(Items from a dataset)
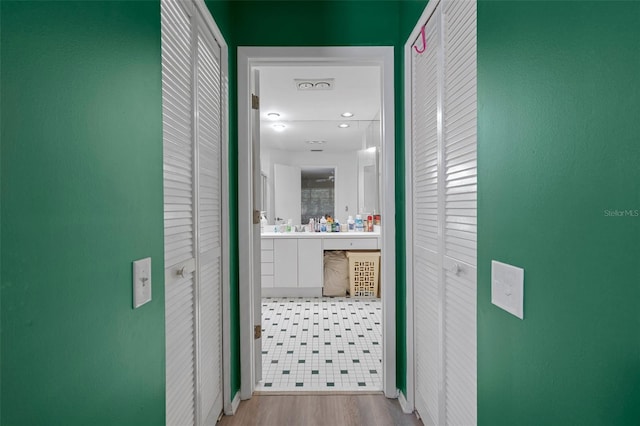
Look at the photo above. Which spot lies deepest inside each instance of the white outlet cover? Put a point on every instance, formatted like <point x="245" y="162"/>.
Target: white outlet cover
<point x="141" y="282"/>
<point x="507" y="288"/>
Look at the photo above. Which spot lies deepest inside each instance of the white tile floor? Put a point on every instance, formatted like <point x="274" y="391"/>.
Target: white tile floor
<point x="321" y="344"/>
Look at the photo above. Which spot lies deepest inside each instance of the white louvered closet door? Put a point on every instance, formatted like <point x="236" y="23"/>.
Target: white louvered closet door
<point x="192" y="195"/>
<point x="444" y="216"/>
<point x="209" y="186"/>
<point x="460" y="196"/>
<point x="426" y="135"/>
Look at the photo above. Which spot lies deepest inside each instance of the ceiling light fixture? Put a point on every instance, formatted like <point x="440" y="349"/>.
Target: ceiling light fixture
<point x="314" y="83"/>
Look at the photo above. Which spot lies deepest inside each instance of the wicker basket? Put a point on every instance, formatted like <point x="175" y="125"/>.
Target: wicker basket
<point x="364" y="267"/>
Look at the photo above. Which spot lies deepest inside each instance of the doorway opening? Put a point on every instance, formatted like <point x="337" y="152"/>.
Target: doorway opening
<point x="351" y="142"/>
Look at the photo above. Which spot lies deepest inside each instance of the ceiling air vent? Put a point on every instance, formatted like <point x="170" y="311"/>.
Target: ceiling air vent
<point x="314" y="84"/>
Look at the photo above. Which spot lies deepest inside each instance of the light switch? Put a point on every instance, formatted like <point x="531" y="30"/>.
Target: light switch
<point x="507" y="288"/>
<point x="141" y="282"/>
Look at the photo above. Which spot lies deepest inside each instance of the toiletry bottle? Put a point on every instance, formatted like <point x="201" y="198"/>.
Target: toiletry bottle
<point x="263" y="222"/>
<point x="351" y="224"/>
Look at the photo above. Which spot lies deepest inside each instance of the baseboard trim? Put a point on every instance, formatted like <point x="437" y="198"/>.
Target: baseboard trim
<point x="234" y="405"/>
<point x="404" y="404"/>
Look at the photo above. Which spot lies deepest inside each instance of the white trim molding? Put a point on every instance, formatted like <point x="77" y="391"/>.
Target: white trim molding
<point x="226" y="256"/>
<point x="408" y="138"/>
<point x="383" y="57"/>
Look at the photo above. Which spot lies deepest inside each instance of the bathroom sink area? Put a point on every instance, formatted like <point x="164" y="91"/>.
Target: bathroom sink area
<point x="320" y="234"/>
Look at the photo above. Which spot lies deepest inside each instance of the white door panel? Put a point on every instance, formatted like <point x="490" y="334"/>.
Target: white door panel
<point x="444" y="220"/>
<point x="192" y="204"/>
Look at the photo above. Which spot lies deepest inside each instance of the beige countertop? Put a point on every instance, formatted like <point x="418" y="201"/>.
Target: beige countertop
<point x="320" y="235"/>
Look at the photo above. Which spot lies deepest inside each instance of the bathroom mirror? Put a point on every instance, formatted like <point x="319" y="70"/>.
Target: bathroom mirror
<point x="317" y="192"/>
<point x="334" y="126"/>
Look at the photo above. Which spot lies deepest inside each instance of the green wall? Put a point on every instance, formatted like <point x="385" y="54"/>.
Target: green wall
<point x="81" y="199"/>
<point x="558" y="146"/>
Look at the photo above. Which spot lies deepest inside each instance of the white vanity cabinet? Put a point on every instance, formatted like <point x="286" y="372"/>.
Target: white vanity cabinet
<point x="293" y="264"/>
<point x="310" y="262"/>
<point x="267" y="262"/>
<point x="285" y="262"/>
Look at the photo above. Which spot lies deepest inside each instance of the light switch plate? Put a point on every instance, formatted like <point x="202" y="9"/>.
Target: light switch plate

What you have to do
Could you print all of the entries above exactly as written, minus the pictures?

Exercise solution
Look at the photo above. Which spot lies deepest inside each instance of the white outlet cover? Put a point on every instance, formatted like <point x="245" y="162"/>.
Target: white outlet cover
<point x="141" y="282"/>
<point x="507" y="288"/>
Look at the photo above. Which spot lies deepest inside each instance of the white tile floor? Put a point on every instance, formatted like <point x="274" y="391"/>.
Target: white tile floor
<point x="321" y="344"/>
Look at the photo above. Which spot lies deepest inside each instance of the white louvered closet door? Put a point on every instance, formatted like <point x="236" y="23"/>.
Target: white louvered closet door
<point x="192" y="195"/>
<point x="444" y="216"/>
<point x="209" y="186"/>
<point x="460" y="196"/>
<point x="426" y="135"/>
Look at the photo above. Which spot lies deepest inside each instance of the ceiling light fixture? Put a point on every instance, formatted like <point x="440" y="349"/>.
Target: ceiling light fixture
<point x="314" y="83"/>
Look at the photo above. Which spot lies deepest inside each instance of the wicker basket? Put a point on every instance, formatted like <point x="175" y="125"/>.
Target: wicker basket
<point x="364" y="267"/>
Look at the photo above. Which spot lies deepest inside each instance of the doorway opening? Put a point on every instance, formatted like <point x="337" y="152"/>.
Target: doorway opening
<point x="351" y="142"/>
Look at the photo above. Which spot lies deepest inside each instance of the ceiling air vent? Put a point on every instance, formatted like <point x="170" y="311"/>.
Target: ceiling air vent
<point x="314" y="84"/>
Look at the photo above. Which spot lies deepest inside each instance of the light switch? Put a point on every instance, formatted like <point x="531" y="30"/>.
Target: light switch
<point x="507" y="288"/>
<point x="141" y="282"/>
Look at the photo above. Which spot lies deepest inside each instance of the toiletry bottle? Put a point on every instance, formatted like <point x="201" y="198"/>.
Target: toiletry bottle
<point x="263" y="222"/>
<point x="351" y="224"/>
Look at the photo above. Which spot lies deepest inside each instance of the baseboard trim? Put a point on every instance, formatted like <point x="437" y="198"/>.
Target: baseboard trim
<point x="234" y="405"/>
<point x="404" y="404"/>
Look at the photo above. Which spot lies deepest inside each instance of the white trim molding? Put a point on every instance, formatted like <point x="77" y="391"/>.
Target: white trim molding
<point x="226" y="256"/>
<point x="408" y="138"/>
<point x="383" y="57"/>
Look at the photo above. Which spot lies deepest inside each instance of the bathroom sink area? Put a point on every instance, formatted like <point x="164" y="91"/>.
Target: bathroom sink area
<point x="320" y="234"/>
Look at the photo above. Which spot lies deepest inside each instance of the white door panel? Put a point on every instance, formatted like <point x="490" y="334"/>.
Target: white door panel
<point x="444" y="220"/>
<point x="192" y="204"/>
Look at the photo above. Which spot lies deepest inside each instance of the beige countertop? Put a point on every instance, formatted like <point x="418" y="201"/>.
Target: beige countertop
<point x="320" y="235"/>
Look at the photo above. Which spot lies deepest inside each instance of the bathroom mirror? Put a point on every instance, formatted like <point x="319" y="70"/>.
Target: bathroom mirror
<point x="317" y="192"/>
<point x="334" y="126"/>
Look at the photo above. Which spot lies deepest inside each instance of the green wall? Put a point on every instance, formatted like <point x="385" y="54"/>.
Target: green wall
<point x="81" y="199"/>
<point x="558" y="146"/>
Look at the photo above. Which spot lies deepest inside each instance of the white vanity cabinet? Put a point on every instance, formatted like <point x="286" y="372"/>.
Target: white vanity cabinet
<point x="293" y="264"/>
<point x="310" y="262"/>
<point x="267" y="262"/>
<point x="285" y="262"/>
Look at the photo above. Which spot lies deepest inside each instance of the light switch plate? Put a point on every instance, formatted like <point x="202" y="9"/>.
Target: light switch plate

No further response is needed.